-------- Documento di partenza --------

Nuova Zelanda. 2. Tongariro, Wai-o-tapu, Rotorua, Hobbiton
Il viaggio in automobile tra le campagne della Nuova Zelanda è una continua scoperta. Le colline hanno forme inconsuete e la nebbia accentua il senso di mistero. Non ci siamo ancora abituati alla strana vegetazione, e cerchiamo inutilmente di vedere un pohutukawa in fiore (il tipico albero di natale neozelandese, dovrebbe essere questo il periodo!)

-------- Elenco archiviato --------

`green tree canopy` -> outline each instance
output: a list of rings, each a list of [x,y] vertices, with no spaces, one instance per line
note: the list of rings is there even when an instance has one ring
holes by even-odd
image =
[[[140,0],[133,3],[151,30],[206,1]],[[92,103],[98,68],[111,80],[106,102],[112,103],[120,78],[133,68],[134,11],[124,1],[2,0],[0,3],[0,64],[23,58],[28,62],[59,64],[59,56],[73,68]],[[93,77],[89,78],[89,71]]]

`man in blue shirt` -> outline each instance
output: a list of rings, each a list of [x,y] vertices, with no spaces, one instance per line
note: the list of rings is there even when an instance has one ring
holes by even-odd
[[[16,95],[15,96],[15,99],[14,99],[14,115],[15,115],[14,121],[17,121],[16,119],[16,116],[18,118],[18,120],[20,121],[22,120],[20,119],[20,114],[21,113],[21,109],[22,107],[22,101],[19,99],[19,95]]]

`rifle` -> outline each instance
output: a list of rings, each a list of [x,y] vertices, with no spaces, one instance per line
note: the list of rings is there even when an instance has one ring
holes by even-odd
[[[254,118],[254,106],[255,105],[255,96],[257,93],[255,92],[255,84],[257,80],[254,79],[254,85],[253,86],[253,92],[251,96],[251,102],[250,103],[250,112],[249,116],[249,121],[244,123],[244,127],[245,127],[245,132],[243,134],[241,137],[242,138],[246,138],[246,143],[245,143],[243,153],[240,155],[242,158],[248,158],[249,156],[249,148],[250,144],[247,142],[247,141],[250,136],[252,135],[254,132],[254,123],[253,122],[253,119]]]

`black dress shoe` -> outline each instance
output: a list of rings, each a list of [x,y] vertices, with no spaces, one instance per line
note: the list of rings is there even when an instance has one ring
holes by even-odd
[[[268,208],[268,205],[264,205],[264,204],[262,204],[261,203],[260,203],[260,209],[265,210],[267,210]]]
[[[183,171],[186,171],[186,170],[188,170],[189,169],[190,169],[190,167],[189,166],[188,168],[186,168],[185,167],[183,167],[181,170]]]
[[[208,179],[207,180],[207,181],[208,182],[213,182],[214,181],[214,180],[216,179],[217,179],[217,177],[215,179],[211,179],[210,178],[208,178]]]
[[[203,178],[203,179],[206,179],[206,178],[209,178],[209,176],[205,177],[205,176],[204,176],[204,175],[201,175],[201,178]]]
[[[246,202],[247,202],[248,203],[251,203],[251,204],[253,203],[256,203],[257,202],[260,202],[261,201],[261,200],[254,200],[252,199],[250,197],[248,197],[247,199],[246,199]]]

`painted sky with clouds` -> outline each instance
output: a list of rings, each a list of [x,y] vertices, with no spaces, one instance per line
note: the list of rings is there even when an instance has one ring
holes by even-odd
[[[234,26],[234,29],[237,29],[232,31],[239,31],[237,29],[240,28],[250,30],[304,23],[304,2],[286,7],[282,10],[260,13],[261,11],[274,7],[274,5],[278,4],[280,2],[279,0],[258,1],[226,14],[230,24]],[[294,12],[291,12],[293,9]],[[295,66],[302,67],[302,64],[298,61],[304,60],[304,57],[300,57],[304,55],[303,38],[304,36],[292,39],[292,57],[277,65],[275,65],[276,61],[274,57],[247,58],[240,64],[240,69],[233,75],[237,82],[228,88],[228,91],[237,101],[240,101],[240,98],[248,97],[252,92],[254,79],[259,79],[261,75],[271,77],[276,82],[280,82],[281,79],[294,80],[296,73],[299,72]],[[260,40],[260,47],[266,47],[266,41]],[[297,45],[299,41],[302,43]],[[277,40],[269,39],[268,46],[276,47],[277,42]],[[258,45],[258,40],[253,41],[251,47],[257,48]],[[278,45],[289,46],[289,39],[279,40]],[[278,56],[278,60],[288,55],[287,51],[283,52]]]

--------

Istruzioni:
a: Stabilisci se ciascuna delle seguenti affermazioni concorda con il testo sul viaggio in Nuova Zelanda, rispondendo sì o no e citando le parole del testo che lo decidono: (i) la nebbia rende più forte il senso di mistero; (ii) durante il viaggio è stato visto un pohutukawa in fiore; (iii) chi scrive si è già abituato alla vegetazione del luogo.
b: Indica quante righe dell'elenco contengono la stringa "outline".

Risposte fornite:
a:
(i) Sì: "la nebbia accentua il senso di mistero".
(ii) No: "cerchiamo inutilmente di vedere un pohutukawa in fiore".
(iii) No: "Non ci siamo ancora abituati alla strana vegetazione".

b: 5